___ Excerpted data
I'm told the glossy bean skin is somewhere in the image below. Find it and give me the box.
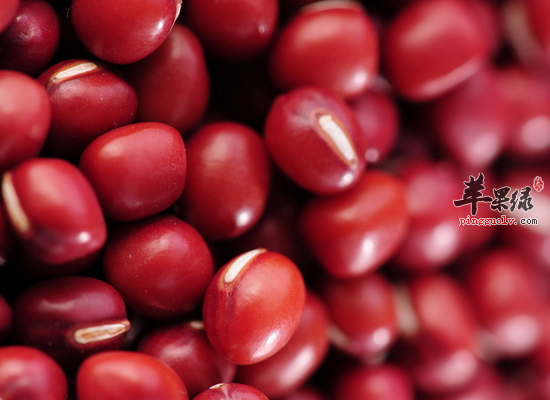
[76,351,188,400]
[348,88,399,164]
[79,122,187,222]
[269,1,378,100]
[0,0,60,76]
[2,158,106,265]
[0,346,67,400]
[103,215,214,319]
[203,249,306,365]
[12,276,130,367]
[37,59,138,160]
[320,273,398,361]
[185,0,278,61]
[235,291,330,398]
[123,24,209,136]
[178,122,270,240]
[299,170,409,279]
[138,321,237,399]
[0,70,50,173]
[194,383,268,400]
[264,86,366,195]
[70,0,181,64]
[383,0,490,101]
______
Task statement: Where an entry contains an image, skip the image and write out the rest exactly.

Written response:
I'm told the glossy bean skin is somewhere in the image below. Find it and give me the box.
[76,351,188,400]
[348,88,399,164]
[79,122,187,222]
[269,1,378,100]
[0,0,60,76]
[2,158,106,265]
[0,346,67,400]
[103,215,214,319]
[203,249,306,365]
[12,276,130,367]
[37,59,138,160]
[320,273,398,361]
[185,0,278,61]
[235,291,330,398]
[123,24,209,136]
[178,122,270,240]
[299,170,409,279]
[138,321,237,399]
[0,70,50,173]
[194,383,268,400]
[264,86,366,195]
[70,0,181,64]
[383,0,490,101]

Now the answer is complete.